**DIRECTION:** Copy these records line for line, without any changes.

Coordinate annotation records
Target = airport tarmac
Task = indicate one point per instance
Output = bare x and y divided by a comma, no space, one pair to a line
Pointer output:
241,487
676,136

**TASK RESULT:**
Target = airport tarmac
Task = indicate one point per instance
Output = bare x and y divided by a comma, no space, one pair to a line
Pointer output:
241,487
676,136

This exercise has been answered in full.